### WHAT IS EXPECTED
Render each line from the one containing "man's bare leg?" through the one containing "[[[108,60],[108,51],[104,52],[104,68],[107,67],[107,63]]]", inclusive, as a row of a Markdown table, omitting blank lines. The table should have two columns: "Index", holding the row number, and "Content", holding the line.

--- ENTRIES ---

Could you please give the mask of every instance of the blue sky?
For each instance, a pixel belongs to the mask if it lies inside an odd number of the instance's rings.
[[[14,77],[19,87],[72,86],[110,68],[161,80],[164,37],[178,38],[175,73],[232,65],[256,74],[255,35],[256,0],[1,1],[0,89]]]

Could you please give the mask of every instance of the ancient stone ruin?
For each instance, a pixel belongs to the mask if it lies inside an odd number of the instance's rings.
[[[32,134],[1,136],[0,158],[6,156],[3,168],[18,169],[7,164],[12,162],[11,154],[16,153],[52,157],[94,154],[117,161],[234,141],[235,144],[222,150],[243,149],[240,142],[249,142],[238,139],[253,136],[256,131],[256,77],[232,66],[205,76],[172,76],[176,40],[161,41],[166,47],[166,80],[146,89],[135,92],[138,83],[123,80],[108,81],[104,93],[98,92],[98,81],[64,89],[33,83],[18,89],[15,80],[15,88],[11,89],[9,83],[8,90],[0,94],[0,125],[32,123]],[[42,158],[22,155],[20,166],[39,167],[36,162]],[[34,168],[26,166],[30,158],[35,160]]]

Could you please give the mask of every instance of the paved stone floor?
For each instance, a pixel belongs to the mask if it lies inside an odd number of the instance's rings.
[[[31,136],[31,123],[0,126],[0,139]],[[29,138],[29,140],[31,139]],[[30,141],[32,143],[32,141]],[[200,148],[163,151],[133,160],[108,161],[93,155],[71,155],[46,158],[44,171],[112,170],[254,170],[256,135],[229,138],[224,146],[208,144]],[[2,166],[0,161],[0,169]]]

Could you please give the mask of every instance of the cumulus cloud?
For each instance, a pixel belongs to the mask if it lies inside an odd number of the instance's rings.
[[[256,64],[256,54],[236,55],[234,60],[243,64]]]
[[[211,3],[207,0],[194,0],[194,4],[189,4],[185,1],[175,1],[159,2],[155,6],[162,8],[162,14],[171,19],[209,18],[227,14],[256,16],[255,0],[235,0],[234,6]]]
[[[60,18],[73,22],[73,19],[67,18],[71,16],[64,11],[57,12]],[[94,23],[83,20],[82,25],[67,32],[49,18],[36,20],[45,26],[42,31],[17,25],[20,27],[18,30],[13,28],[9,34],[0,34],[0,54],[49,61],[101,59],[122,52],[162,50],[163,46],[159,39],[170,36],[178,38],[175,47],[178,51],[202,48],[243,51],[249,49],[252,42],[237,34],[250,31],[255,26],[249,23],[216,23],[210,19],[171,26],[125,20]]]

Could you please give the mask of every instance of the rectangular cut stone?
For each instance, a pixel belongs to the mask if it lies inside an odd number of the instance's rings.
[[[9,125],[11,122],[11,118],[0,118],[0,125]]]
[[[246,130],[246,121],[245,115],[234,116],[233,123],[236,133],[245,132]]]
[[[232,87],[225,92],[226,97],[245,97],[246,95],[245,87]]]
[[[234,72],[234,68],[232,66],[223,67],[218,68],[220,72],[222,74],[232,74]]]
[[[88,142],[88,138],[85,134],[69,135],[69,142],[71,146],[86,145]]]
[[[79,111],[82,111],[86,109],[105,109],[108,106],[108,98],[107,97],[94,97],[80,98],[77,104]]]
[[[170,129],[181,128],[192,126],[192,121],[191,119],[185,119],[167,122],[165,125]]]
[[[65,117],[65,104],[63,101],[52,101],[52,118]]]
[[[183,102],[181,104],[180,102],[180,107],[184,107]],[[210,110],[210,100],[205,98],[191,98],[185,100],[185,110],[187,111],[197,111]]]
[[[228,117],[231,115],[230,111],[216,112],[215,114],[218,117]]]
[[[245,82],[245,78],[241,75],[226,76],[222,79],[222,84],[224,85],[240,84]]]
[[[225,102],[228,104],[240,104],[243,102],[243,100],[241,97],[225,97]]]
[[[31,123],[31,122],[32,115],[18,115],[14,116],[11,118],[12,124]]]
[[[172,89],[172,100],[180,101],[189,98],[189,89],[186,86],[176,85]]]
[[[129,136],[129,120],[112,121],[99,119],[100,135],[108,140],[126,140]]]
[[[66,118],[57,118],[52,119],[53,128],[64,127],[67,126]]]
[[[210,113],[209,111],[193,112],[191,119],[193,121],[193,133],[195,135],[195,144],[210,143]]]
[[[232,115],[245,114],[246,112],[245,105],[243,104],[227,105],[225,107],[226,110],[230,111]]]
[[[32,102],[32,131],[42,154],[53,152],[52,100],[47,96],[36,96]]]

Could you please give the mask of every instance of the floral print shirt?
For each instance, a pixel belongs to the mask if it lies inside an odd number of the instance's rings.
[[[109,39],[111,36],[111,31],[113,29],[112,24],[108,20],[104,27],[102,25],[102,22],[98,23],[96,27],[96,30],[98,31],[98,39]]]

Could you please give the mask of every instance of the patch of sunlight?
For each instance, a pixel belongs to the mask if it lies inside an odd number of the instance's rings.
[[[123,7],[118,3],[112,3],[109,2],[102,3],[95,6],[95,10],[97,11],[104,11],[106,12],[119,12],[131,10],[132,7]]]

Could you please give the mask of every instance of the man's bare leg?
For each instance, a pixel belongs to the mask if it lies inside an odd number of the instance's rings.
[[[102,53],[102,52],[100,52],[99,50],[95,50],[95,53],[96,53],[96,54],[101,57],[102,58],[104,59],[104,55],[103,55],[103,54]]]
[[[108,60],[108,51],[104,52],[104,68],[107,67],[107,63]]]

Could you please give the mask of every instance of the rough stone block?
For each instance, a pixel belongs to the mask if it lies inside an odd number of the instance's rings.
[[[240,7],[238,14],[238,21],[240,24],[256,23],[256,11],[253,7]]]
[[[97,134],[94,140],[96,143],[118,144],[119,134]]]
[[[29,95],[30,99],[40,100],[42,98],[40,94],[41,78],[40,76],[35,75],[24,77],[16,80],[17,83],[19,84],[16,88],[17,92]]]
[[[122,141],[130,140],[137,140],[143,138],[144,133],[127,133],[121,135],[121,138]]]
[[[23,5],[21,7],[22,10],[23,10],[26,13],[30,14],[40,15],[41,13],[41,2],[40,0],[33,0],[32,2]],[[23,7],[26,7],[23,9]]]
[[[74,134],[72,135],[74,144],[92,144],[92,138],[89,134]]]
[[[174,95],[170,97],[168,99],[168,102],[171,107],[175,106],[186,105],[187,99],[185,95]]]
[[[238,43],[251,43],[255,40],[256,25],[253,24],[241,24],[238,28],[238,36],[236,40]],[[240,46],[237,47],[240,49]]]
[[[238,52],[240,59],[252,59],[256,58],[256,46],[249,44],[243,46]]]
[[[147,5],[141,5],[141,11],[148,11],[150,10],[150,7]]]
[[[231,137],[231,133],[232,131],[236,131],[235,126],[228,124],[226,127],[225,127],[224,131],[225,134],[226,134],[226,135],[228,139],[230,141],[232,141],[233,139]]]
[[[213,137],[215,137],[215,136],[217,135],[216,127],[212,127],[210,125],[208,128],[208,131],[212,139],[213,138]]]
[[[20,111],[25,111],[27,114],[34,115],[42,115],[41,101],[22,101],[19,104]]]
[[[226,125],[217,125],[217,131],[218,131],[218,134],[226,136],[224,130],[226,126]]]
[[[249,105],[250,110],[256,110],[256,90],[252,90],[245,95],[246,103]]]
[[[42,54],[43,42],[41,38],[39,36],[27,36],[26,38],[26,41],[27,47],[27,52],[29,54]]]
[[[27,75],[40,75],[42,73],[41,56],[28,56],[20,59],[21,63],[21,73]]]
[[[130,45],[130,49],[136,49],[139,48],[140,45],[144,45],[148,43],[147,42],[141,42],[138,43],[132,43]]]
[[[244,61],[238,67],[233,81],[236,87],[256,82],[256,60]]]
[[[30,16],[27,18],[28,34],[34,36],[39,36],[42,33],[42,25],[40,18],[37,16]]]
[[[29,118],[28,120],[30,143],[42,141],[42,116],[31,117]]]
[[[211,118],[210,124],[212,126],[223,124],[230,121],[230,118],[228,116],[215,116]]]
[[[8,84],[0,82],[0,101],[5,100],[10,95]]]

---

### CORRECT RESULT
| Index | Content |
|---|---|
| 1 | Could you please give the mask of every instance of the man's bare leg? |
| 2 | For each instance, a pixel belongs to the mask if it lies inside an odd number of the instance's rings. |
| 3 | [[[102,53],[102,52],[100,52],[99,50],[95,50],[95,53],[96,53],[96,54],[101,57],[102,58],[104,59],[104,55],[103,55],[103,54]]] |
| 4 | [[[108,60],[108,51],[104,52],[104,68],[107,67],[107,63]]] |